- [Directive]: Every entry that follows needs to be repeated exactly.

====== Dataset extract

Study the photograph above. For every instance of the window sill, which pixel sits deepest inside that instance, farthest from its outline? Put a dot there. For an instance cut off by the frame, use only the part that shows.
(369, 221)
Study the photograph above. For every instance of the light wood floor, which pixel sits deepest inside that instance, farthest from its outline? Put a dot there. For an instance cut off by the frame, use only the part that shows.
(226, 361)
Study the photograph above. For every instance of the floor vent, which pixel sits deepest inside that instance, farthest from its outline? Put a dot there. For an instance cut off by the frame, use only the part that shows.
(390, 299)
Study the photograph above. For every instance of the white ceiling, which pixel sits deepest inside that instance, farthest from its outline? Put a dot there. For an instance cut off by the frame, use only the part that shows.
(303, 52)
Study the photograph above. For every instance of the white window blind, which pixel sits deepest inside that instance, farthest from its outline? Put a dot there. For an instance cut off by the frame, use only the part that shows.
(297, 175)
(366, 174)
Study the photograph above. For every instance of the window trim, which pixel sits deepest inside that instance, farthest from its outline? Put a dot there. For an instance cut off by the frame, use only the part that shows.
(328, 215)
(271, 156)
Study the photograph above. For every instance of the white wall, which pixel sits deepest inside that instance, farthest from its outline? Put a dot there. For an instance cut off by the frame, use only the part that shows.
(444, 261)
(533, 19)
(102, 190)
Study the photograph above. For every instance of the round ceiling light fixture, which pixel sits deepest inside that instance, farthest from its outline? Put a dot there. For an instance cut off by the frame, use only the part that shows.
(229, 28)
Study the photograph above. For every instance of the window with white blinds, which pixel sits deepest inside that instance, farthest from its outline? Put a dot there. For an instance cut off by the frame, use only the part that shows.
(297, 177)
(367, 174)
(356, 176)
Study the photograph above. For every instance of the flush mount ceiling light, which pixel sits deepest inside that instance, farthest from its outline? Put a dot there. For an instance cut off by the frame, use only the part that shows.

============

- [Task result]:
Study the photograph above. For every instance of the window sill, which pixel sits deepest inside that instance, farthest from its outline? Put a dot there. For an instance cut off by the frame, use only the part that shows.
(369, 221)
Study the photograph above. For every instance of the light wood floor, which pixel sits deepest inside that instance, farthest from its outline? Put a dot there. For an instance cut off by the frame, use only the part that shows.
(226, 361)
Study the photograph above. For every instance of the floor vent, which pixel sits deepest inside that instance, farthest from its outline? Put a dot there. For an instance cut off by the frame, use only the part that shows.
(390, 299)
Study the photograph above. For every instance of the white ceiling, which pixel sits deepest inside that instance, farthest from its outline? Put a dot there. For an instance cut off by the frame, use only the part that shows.
(303, 52)
Study the photograph above. For every instance of the white window blind, which pixel sits deepest inside that instance, farthest from its outline? Put a dot there. For an instance cut off by the frame, use only the part that shows.
(297, 175)
(366, 174)
Study the photograph above. For every instance of the window trim, which pixel sits deepest inside that instance, farthest from its outline? Put a dot there. For an instance cut off by the frame, use only the part that shows.
(328, 215)
(271, 156)
Study the photograph above. For every instance of the white wall, which pixel sits deepest inside that instance, farthest from its outline? Put a dot there. For an instance cut off by the frame, use only the part that shows.
(444, 261)
(533, 19)
(102, 190)
Study the photograph above. For every instance of the round ceiling light fixture, which pixel sits deepest inside that instance, farthest from its outline? Put a dot there. For an instance cut off by the frame, use only the part that shows.
(229, 28)
Study the photograph above. For every instance of the window with white blinds, which pixel sits deepest inside that instance, farthest from its outline? Put a dot there. For an instance cut off by the frame, use only the part that shows.
(297, 177)
(367, 174)
(356, 176)
Study the photograph above. For every instance of the flush mount ceiling light, which pixel sits deepest inside that instance, farthest from its outline? Put a dot there. For an instance cut off by the frame, use only the part that shows.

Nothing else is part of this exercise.